# Request
Copy every line of the records below verbatim, without changing anything.

Excerpts from a point labeling dataset
━━━━━━

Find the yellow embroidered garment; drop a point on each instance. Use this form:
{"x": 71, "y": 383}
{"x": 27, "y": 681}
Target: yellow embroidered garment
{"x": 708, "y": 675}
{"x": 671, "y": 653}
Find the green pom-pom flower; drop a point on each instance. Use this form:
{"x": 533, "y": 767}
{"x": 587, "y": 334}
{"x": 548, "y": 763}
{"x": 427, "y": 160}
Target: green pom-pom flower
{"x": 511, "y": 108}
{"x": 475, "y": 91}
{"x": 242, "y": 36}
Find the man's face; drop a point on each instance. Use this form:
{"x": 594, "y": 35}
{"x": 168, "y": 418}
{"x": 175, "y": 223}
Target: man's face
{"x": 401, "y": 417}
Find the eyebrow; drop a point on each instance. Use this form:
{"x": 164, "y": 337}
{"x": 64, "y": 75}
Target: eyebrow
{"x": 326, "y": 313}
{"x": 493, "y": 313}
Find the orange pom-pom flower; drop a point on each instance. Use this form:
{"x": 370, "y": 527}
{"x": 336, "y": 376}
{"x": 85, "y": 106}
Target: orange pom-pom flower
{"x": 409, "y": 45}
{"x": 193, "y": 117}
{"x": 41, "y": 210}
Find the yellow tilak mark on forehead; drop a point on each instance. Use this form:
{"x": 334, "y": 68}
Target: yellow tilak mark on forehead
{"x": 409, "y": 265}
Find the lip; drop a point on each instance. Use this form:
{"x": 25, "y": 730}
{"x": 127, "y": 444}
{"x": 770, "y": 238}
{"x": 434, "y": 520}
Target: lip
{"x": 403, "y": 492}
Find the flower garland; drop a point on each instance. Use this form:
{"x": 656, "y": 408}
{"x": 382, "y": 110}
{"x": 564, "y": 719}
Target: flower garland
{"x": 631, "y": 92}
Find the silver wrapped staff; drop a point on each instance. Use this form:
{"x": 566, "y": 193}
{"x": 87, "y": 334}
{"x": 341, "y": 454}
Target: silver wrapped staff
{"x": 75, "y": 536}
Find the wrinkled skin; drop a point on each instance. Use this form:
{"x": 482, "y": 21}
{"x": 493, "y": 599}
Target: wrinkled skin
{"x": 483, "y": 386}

━━━━━━

# Solution for this exercise
Find the yellow embroidered garment; drop a point on each instance. Use this form:
{"x": 71, "y": 383}
{"x": 27, "y": 681}
Target: yellow embroidered garment
{"x": 708, "y": 675}
{"x": 671, "y": 653}
Find the green pom-pom flower; drop a point on each instance. Use this form:
{"x": 533, "y": 767}
{"x": 587, "y": 334}
{"x": 548, "y": 763}
{"x": 427, "y": 160}
Target: green pom-pom flower
{"x": 511, "y": 108}
{"x": 475, "y": 91}
{"x": 242, "y": 36}
Find the man's face; drop a point on each instance. Use this form:
{"x": 594, "y": 35}
{"x": 168, "y": 418}
{"x": 175, "y": 223}
Target: man's face
{"x": 401, "y": 417}
Find the eyebrow; drop a point on each instance. Use this form:
{"x": 164, "y": 337}
{"x": 64, "y": 75}
Target: eyebrow
{"x": 326, "y": 313}
{"x": 493, "y": 313}
Find the orange pom-pom flower; drop a point on each instance. Use this form:
{"x": 370, "y": 527}
{"x": 336, "y": 376}
{"x": 85, "y": 106}
Target: orange pom-pom flower
{"x": 409, "y": 45}
{"x": 193, "y": 117}
{"x": 41, "y": 210}
Find the yellow tilak mark on forehead; drop a point on each instance. Use this form:
{"x": 334, "y": 68}
Target: yellow tilak mark on forehead
{"x": 409, "y": 265}
Find the lip; drop a point on each instance. Use this form:
{"x": 25, "y": 730}
{"x": 127, "y": 444}
{"x": 770, "y": 238}
{"x": 434, "y": 520}
Target: lip
{"x": 403, "y": 492}
Find the flower garland; drop a point on each instance. Use this form:
{"x": 656, "y": 408}
{"x": 382, "y": 110}
{"x": 564, "y": 719}
Target: flower garland
{"x": 631, "y": 92}
Find the silver wrapped staff; drop a point on each instance. Use this form:
{"x": 566, "y": 193}
{"x": 87, "y": 334}
{"x": 341, "y": 454}
Target: silver wrapped staff
{"x": 75, "y": 536}
Find the wrinkled skin; drop a point on each instance. Use this form:
{"x": 482, "y": 21}
{"x": 493, "y": 599}
Target: wrinkled skin
{"x": 483, "y": 386}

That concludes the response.